[Seitenausschnitt]
___
Siegen. Die Kolumbariumskirche Siegen ist ein Pilotprojekt. Hier baut Irmtrud von Plettenberg eine neue Art von Trauerpastoral auf. Warum ist das nötig?

Was kommt nach dem letzten Weg? Wer einen Angehörigen verliert, soll heute schnell wieder funktionieren. Orte der Stille, der Begegnung, des Gesprächs gibt es kaum. Irmtrud von Plettenberg kümmert sich um Menschen, die mit einem Verlust fertig werden müssen. Die Trauerbegleiterin und ihr Team haben die Kolumbariumskirche Siegen-Weidenau mit aufgebaut und dort für das Erzbistum Paderborn eine Trauerpastoral entwickelt. „Die Toten zu bestatten und die Trauernden zu begleiten, das ist eines der Werke der Barmherzigkeit“, sagt sie.
___
[Gegebene Angaben]
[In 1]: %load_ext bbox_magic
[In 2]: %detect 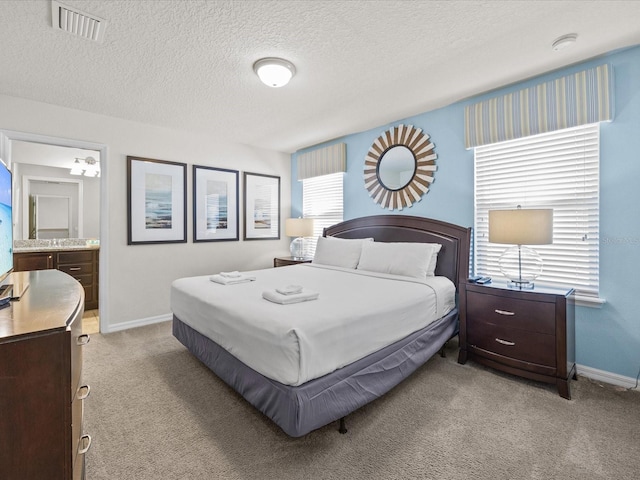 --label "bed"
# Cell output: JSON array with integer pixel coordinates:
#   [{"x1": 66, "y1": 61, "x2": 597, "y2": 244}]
[{"x1": 171, "y1": 215, "x2": 470, "y2": 437}]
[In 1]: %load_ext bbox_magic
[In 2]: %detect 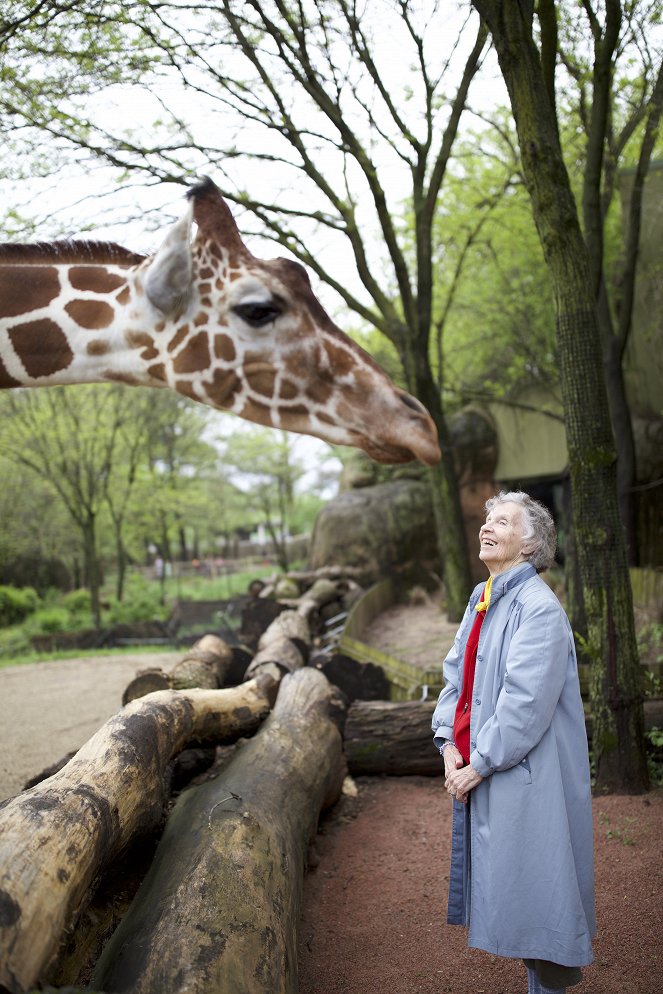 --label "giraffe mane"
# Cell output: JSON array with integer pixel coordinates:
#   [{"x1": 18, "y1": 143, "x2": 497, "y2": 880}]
[{"x1": 0, "y1": 239, "x2": 146, "y2": 266}]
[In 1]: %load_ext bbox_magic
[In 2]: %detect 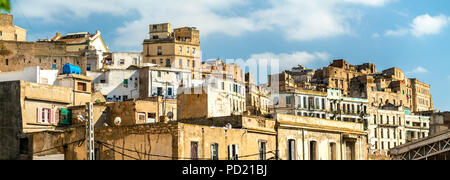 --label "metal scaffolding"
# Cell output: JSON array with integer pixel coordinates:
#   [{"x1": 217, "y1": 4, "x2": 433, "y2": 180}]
[{"x1": 390, "y1": 131, "x2": 450, "y2": 160}]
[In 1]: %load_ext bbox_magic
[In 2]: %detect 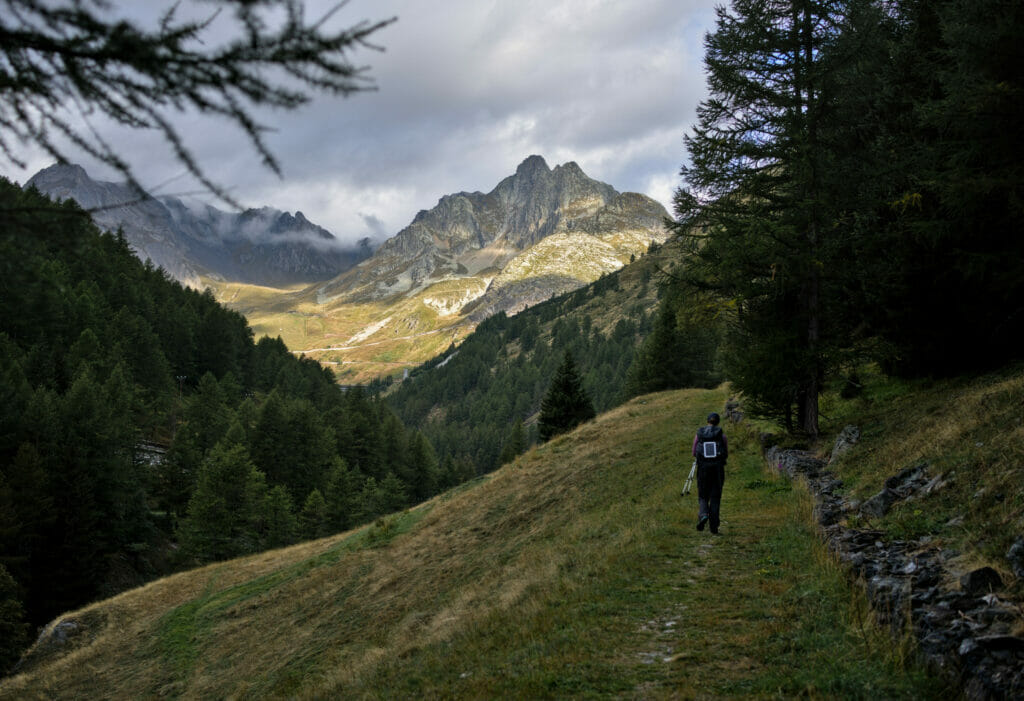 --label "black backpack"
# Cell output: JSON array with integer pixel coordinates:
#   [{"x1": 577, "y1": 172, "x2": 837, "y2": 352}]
[{"x1": 697, "y1": 426, "x2": 728, "y2": 465}]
___
[Auftrag]
Ändere im Text über die Kolumbariumskirche „Pilotprojekt“ zu „Modellprojekt“ und gib die Stelle neu wieder. Beginne bei den Worten „Siegen. Die Kolumbariumskirche“ und höre nach „ist das nötig?“ auf.

[Die Lösung]
Siegen. Die Kolumbariumskirche Siegen ist ein Modellprojekt. Hier baut Irmtrud von Plettenberg eine neue Art von Trauerpastoral auf. Warum ist das nötig?